=== EXCERPTED DATA ===

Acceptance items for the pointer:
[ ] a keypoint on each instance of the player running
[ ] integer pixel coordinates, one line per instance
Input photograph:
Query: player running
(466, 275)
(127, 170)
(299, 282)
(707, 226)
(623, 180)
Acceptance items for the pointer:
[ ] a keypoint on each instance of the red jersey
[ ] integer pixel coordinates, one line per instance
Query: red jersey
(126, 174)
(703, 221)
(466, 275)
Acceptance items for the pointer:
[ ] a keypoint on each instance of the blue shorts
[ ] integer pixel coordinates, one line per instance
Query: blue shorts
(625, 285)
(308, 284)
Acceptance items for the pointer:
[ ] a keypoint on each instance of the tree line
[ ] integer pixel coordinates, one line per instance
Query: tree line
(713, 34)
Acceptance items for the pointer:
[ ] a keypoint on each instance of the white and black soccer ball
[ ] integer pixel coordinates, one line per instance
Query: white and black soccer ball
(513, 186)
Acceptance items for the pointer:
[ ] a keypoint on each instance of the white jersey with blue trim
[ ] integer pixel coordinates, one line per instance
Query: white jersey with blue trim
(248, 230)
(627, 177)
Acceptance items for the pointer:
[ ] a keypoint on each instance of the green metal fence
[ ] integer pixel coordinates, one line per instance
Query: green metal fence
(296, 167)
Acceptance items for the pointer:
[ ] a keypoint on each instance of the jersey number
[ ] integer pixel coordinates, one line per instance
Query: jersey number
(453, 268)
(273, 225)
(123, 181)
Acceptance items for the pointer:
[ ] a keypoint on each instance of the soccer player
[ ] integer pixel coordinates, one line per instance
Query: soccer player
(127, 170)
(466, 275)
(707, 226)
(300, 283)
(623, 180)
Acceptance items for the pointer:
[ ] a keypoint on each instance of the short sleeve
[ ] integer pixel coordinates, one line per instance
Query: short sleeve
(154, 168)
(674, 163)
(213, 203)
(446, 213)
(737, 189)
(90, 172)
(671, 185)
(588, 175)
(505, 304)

===

*THE PROBLEM*:
Repeat every record, keeping each line exactly as it is.

*RESPONSE TO THE EXERCISE*:
Acceptance items for the pointer:
[ ] a keypoint on each instance of the player running
[ ] integer pixel coordinates, one line per instance
Input photograph:
Query: player running
(466, 275)
(127, 170)
(299, 282)
(707, 226)
(623, 180)
Acceptance items for the pointer:
[ ] a keypoint on each instance of the red jersey
[ ] integer pixel coordinates, one line per instance
Query: red jersey
(126, 174)
(703, 221)
(466, 275)
Acceptance items for the pointer:
[ ] a keypoint on each instance of the blue shorts
[ ] integer pixel coordinates, one line per instance
Query: blue shorts
(625, 285)
(308, 284)
Acceptance items for the pointer:
[ ] a keypoint on each instance of the tree line
[ ] integer pixel coordinates, one line per instance
Query: tree line
(713, 34)
Acceptance items for the pointer:
[ ] a keypoint on each instance of the white and black soccer ball
[ ] integer pixel coordinates, one line per instance
Query: white and black soccer ball
(513, 186)
Acceptance items for the pointer:
[ ] a keypoint on each instance of the white jersey with blue trim
[ ] integer pixel coordinates, one line per instance
Query: white jersey with blue trim
(248, 230)
(627, 177)
Acceptance items for the pointer:
[ ] a keypoint on each instance of the green metal fence
[ ] integer pixel coordinates, one line per instance
Query: green metal fence
(296, 167)
Acceptance items for the pointer:
[ ] a keypoint on each instance of the jersey number
[ ] integer pixel coordinates, one line per instance
Query: jersey number
(453, 268)
(273, 225)
(123, 181)
Acceptance items for the pointer:
[ ] a keypoint on each instance of the soccer player
[ ] integer pixel coordinates, one line per instance
Query: soccer player
(127, 170)
(466, 275)
(707, 226)
(300, 283)
(623, 180)
Acceptance items for the pointer:
[ ] a keypoint on each instance of the short sleeve
[ ] integer pixel coordinates, one line per instance
Query: short sleeve
(154, 168)
(674, 163)
(213, 203)
(446, 213)
(737, 189)
(90, 172)
(671, 185)
(588, 175)
(505, 304)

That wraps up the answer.